### Problem details:
Please restate word for word, and with nothing added, the lines that run from the one holding "Where can you see the european" to the end of the entries below.

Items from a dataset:
• • • •

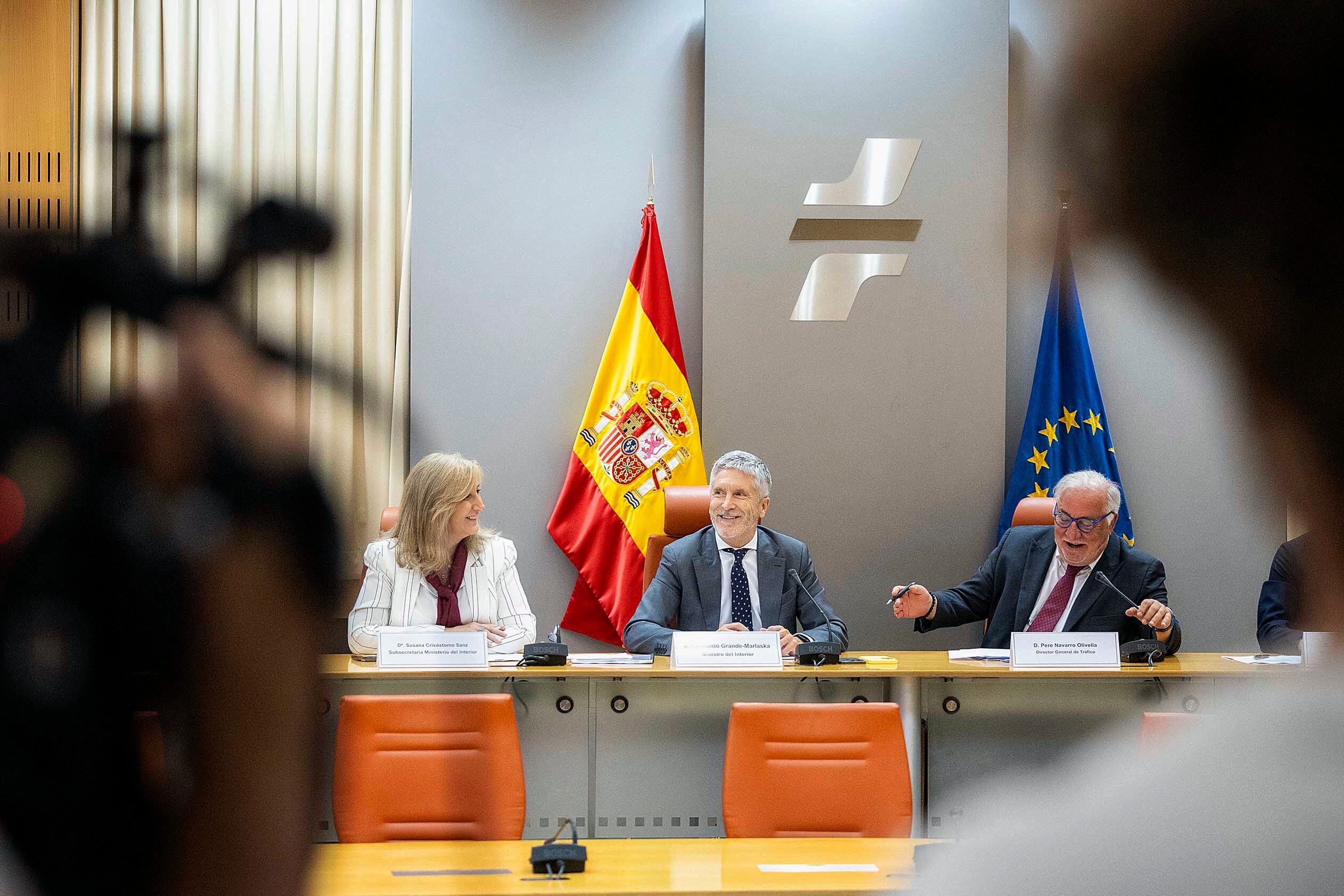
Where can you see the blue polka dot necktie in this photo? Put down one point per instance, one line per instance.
(741, 591)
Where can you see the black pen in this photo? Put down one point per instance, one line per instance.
(901, 594)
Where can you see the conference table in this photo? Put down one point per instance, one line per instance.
(719, 867)
(637, 751)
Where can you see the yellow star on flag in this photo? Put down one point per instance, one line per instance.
(1070, 421)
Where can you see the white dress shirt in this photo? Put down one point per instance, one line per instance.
(396, 597)
(749, 565)
(1053, 576)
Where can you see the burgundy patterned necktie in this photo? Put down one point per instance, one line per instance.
(1055, 604)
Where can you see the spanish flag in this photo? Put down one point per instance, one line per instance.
(639, 434)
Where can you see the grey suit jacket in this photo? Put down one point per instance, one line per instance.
(689, 589)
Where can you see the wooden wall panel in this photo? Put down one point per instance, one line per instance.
(37, 134)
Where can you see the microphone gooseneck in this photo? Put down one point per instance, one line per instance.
(817, 652)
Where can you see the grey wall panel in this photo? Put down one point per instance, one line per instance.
(532, 131)
(1174, 405)
(883, 432)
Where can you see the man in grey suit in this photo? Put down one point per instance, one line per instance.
(733, 576)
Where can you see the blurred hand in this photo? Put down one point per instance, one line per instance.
(788, 641)
(914, 604)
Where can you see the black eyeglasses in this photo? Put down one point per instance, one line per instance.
(1085, 524)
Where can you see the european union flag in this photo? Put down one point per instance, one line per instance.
(1066, 426)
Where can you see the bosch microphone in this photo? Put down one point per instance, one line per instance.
(816, 653)
(1144, 649)
(553, 652)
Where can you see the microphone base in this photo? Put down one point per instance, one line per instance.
(554, 859)
(546, 653)
(819, 653)
(1142, 651)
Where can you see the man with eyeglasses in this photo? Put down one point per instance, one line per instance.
(1040, 578)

• • • •

### Task answer:
Where can you see the european union flag in this photo? Put down one point per instance, one line per instance.
(1066, 426)
Where can you see the bosch microphone in this photo? Put down one point per instance, one line per instance.
(816, 653)
(1144, 649)
(553, 652)
Where can you see the microphone base in this photo? Put down one point per instance, one line per instance.
(554, 859)
(546, 653)
(819, 653)
(1142, 651)
Where can you see the man with eyeglasses in this photo? Put down one point per instance, one line per instance.
(1040, 578)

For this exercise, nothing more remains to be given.